### Your goal
Write the entries out again exactly as they stand, but without the pictures.

### Input data
- - -
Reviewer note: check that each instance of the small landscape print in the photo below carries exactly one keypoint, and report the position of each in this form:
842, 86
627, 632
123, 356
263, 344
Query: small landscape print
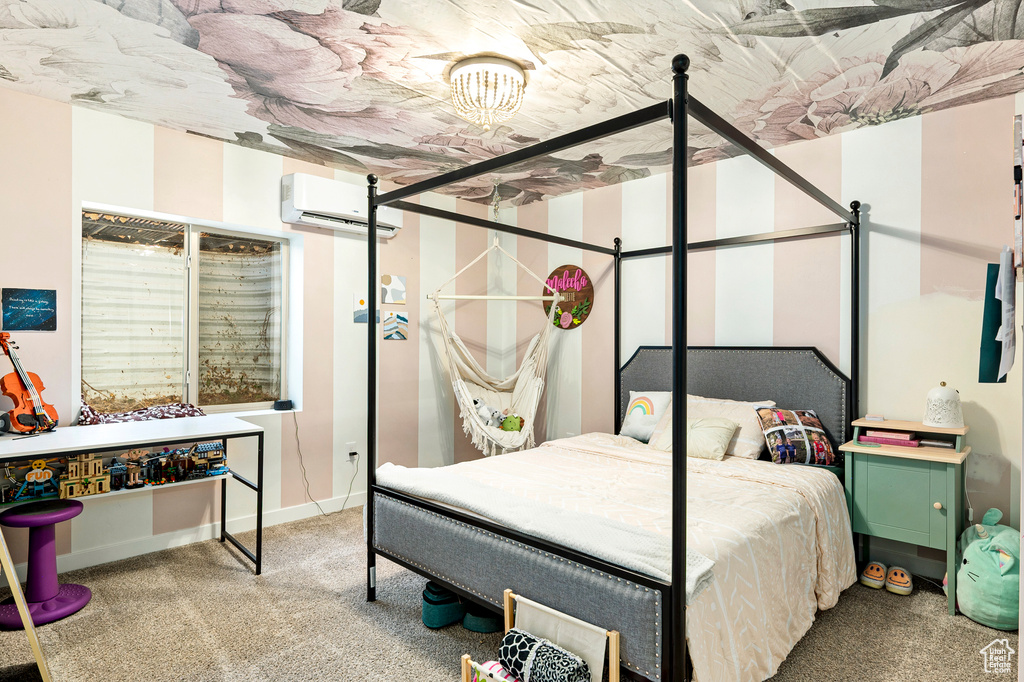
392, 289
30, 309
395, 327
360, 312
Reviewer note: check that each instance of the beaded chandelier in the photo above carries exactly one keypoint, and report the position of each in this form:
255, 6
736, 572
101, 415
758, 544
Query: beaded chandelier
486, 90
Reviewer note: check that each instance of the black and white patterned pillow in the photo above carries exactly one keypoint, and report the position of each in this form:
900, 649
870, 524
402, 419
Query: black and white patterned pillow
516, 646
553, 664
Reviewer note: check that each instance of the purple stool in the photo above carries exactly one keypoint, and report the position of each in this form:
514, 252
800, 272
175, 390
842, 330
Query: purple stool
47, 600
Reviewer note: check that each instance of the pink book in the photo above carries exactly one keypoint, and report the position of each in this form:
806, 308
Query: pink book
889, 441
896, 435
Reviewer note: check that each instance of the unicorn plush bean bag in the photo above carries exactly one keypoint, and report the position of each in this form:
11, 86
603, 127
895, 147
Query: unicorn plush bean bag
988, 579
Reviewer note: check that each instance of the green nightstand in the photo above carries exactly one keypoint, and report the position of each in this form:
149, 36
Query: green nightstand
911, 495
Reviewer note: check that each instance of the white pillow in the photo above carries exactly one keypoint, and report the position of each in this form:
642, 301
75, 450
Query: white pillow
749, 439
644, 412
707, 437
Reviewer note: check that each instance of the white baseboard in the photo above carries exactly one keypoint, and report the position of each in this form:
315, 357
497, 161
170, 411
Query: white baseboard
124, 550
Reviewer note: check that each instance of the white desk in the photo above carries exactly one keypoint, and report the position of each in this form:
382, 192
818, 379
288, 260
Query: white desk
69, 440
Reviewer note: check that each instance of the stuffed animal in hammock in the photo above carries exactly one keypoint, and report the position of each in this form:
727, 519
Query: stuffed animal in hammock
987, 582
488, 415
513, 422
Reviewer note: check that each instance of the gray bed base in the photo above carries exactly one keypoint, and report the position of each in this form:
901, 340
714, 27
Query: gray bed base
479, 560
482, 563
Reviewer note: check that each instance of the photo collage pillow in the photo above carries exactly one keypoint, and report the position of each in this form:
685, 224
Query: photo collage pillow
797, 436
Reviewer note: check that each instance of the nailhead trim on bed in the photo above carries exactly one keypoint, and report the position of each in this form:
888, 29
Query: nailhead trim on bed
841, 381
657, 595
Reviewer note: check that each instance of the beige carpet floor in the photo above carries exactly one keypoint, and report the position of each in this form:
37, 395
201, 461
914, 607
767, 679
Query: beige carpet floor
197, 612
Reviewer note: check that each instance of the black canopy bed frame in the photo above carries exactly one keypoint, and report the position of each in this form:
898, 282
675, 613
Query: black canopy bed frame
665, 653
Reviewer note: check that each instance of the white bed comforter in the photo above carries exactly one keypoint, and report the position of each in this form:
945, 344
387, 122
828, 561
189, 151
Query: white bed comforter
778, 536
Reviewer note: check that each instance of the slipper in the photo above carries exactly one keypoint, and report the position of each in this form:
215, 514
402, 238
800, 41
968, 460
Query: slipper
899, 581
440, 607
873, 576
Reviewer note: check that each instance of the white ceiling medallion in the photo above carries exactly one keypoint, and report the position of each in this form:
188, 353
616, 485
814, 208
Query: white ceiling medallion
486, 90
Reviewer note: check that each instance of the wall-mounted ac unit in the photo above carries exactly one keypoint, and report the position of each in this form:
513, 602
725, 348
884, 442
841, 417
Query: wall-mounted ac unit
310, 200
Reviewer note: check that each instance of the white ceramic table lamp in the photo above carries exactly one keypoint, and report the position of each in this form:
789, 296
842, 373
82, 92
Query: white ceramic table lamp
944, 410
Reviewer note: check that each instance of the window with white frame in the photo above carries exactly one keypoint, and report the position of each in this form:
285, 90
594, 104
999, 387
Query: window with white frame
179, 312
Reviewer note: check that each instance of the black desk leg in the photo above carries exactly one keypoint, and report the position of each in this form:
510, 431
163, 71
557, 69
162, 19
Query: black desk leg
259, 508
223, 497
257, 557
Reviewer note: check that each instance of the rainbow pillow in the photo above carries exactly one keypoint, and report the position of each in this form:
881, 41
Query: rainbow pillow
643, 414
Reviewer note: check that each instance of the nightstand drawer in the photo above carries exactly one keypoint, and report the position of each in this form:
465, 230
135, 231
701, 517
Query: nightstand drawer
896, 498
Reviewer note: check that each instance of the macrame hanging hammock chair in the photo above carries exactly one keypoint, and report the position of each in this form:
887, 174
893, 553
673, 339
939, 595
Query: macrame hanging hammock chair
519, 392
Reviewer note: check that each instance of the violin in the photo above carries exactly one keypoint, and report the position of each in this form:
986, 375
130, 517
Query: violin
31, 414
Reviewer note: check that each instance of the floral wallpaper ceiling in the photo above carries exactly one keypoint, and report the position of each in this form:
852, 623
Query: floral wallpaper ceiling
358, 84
- - -
### Solution for this task
Reviewer note: check that each instance of the small landscape print in the photo below carries exactly one keypoint, and report the position of each in this form:
842, 86
627, 632
123, 356
263, 344
Query: small landscape print
392, 289
30, 309
395, 327
360, 312
Reviewer note: check that each instance of the beaded chandelier in the photo above carries exactly one keypoint, and report the position of each in this form:
255, 6
736, 572
101, 415
758, 544
Query: beaded chandelier
486, 90
Reviewer note: check that each instance of the black and white patterned pillow in the photo above carries exactly one keypoint, and report the position of each in this form:
900, 649
870, 524
402, 419
Query: black and white patterned pillow
516, 646
553, 664
Reviewer note: check that each instance of the purple stool in the photo above carries exactly one keypoint, and report the position of each in this form:
514, 252
800, 272
175, 390
842, 330
Query: purple stool
47, 600
Reviewer note: check that each instance of the pink book in the photo above carries exactly one keypoint, and report the position of each in this form:
806, 308
Query: pink book
889, 441
896, 435
Reviewer note: check that each instance of the unicorn plush bean bag in the photo above carries exactly one keypoint, and report the position of each in this form:
11, 86
603, 127
895, 147
Query: unicorn plush bean bag
988, 579
Reviewer note: check that each instance of the green nightstand in the photo above carries exactly one keypoint, and report the position of each in this form:
149, 36
Query: green nightstand
911, 495
Reviewer note: check that each instance of the white pillow in the photo above carries exactly one keypoint, and report the position of each in this form:
642, 301
75, 450
Query: white pillow
749, 439
644, 412
707, 437
Reviewer note: check that each instance of the white baseboard in the photo above carries exactly one keypoint, and report the position of each in this form:
315, 357
497, 161
170, 411
Query: white baseboard
124, 550
Reviewer note: check that each instance of the white desk in the photo above carries exactly one keypoint, and report the position of each in this form:
382, 192
818, 379
288, 260
Query: white desk
69, 440
Reviewer note: check that each instance of the stuffed animal in hammock in the photo above carries exactly one keypoint, and report the position of each in this form:
727, 519
Query: stuffed animal in hammock
987, 582
488, 415
513, 422
Reviewer note: check that each instance of the gray bed base in the photo above carries exactly one keypoint, and report the position of each in this form:
901, 340
714, 27
Query: gray bed base
479, 560
482, 563
Reviewer note: check that each instance of the photo collage pillow in the photo above carries exactly one keypoint, and report the position of each in this form:
685, 224
Query: photo collage pillow
797, 436
Reviewer note: check that each instance of the nailhead trim on bed in the photo above carries exactly one keypoint, and report the position of each in this form:
888, 29
Query: nailhead trim on bed
841, 381
657, 595
Reviewer note: check that each instance of the beige carpet floor in the photo above carries exactly one keypoint, and report the position of each in this form:
37, 395
201, 461
914, 607
767, 679
Query: beige carpet floor
197, 612
Reviewer note: check that each instance of the black canopy bed frame in the photo above carries exactly one keypoint, and report the position of each in this form:
898, 282
675, 613
Query: black canopy bed frame
665, 653
Reviewer note: check that each instance of the white bed comforter in the photo above carries exactly one keypoint, and report the position of each in this form:
945, 344
387, 122
828, 561
189, 151
Query: white bed comforter
778, 536
Reviewer note: check that each instance of the slipper in the photo above carries exactly one keypoint, and report the position of each in this form:
215, 514
402, 238
800, 41
968, 460
Query: slipper
899, 581
440, 607
873, 576
Reviewer note: check that each instance of the white ceiling medallion in the photo above carries exactly one keypoint, and report the position of each in this form:
188, 353
616, 485
814, 208
Query: white ceiling medallion
486, 90
Reviewer note: check that each instance of the wall-mounted ac unit in the photo above carries exactly one keypoint, and report the position of each in this form:
513, 602
725, 348
884, 442
841, 417
Query: wall-mounted ac unit
310, 200
Reviewer note: check that each instance of the white ceramic table lamp in the photo above carries exactly one keypoint, and report the position of each in this form:
789, 296
842, 373
82, 92
Query: white ceramic table lamp
944, 410
Reviewer note: check that each instance of the window with white frame in the photo above carries exactly one keypoint, and report the position of each in this form:
285, 90
594, 104
999, 387
Query: window with white frame
179, 312
Reviewer note: check that each instance of the black desk leg in the photo above carries exactly one keypoint, and report the position of each in this form:
510, 431
163, 71
557, 69
162, 19
Query: black desk leg
259, 508
223, 497
257, 557
Reviewer note: check that each instance of the rainbow pillow in the photo above carries exactly one keypoint, and report the position of each in this form:
881, 41
Query: rainbow pillow
643, 414
Reviewer note: check that each instance of the nightstand drawer in the photo above carries exactly one keypoint, and report the position of each in this form:
465, 230
135, 231
701, 517
Query: nightstand drawer
896, 498
Reviewer note: check that each instance of the macrame hanging hammock chair in the photo above carries exactly one keypoint, and report the position of each in this form:
887, 174
893, 553
673, 339
939, 595
Query: macrame hanging hammock chair
519, 392
Reviewer note: check that each instance of the violin in the photo above carries exactly one keypoint, and report the position of each in this form:
986, 375
130, 517
Query: violin
31, 414
Reviewer note: check that each instance of the floral wallpaper ceiling in the photo above carries exactly one keypoint, and report the position of each in this form:
852, 623
Query: floral wallpaper ceiling
358, 84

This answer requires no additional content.